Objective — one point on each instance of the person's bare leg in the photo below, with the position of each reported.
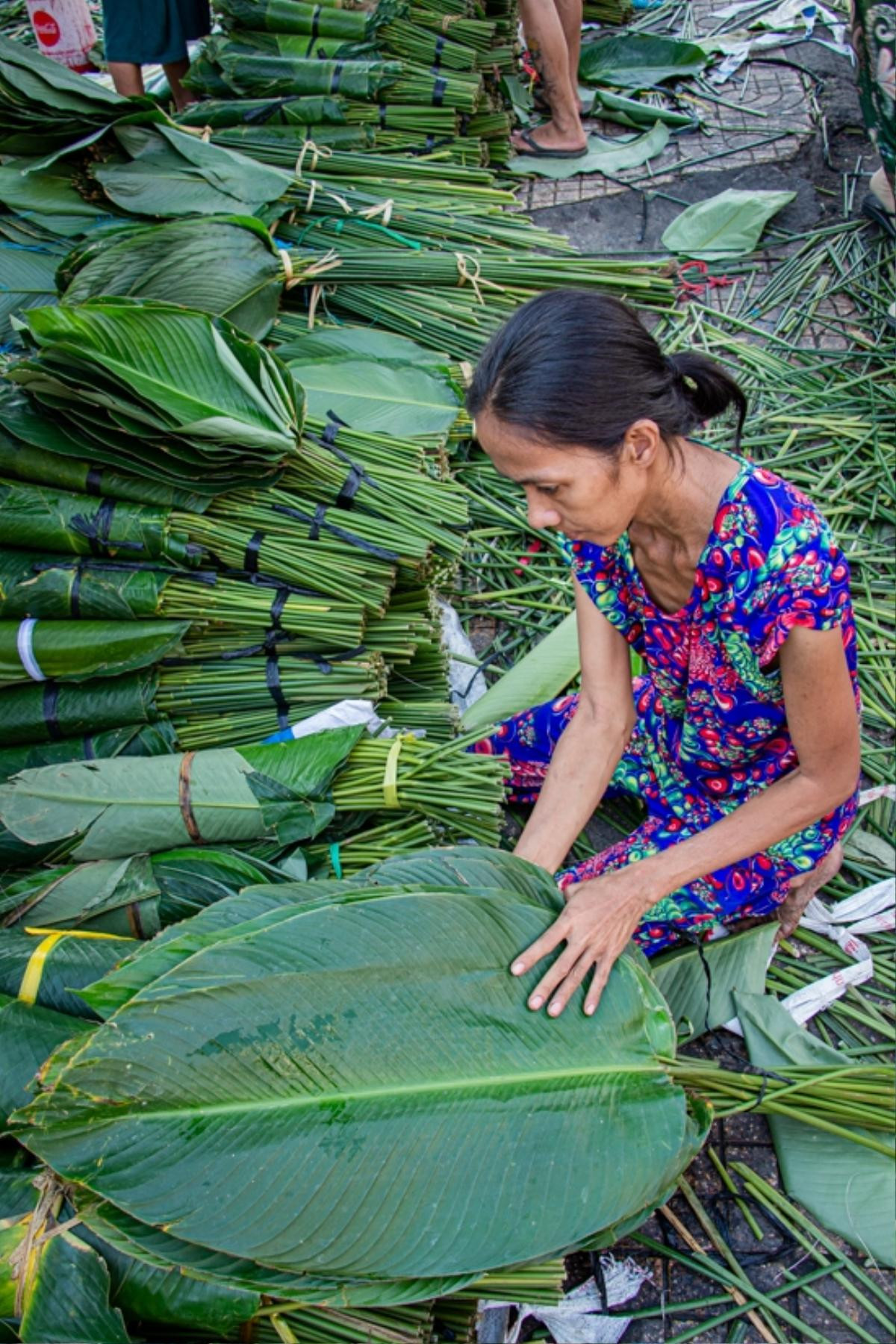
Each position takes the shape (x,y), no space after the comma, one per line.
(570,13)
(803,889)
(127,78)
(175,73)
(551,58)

##########

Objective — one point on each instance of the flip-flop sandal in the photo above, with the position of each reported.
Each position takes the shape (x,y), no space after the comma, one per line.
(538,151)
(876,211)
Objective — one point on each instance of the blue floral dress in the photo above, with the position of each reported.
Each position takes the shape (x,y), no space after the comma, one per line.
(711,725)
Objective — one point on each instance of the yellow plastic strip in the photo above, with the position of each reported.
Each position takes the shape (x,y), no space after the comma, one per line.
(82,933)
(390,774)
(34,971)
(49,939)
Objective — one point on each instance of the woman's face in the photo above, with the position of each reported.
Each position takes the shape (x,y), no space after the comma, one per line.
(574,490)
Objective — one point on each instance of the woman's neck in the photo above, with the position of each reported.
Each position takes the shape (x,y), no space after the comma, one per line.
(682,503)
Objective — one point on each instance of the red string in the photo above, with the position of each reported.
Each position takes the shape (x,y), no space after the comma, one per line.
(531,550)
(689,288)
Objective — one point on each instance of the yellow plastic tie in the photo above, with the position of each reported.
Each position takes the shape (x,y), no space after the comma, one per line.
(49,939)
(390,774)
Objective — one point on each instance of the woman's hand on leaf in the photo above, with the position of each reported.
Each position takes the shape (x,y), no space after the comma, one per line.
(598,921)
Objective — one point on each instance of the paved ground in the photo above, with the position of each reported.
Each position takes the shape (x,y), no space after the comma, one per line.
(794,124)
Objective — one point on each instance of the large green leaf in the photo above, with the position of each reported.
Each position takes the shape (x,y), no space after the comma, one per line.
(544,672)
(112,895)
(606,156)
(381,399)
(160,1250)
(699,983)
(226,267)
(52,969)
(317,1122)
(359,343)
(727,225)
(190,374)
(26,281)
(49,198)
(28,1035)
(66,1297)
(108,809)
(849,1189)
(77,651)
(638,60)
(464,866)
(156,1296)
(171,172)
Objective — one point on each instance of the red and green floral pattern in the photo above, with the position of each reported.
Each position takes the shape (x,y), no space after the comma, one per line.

##########

Scan the data above and copy each line containing the word "green".

Objective — one point on each instance of the large green leaf in the photo above, with the position of each reported.
Objective — one point on each instance of the red and green floral pattern in the photo above, with the position of each reported.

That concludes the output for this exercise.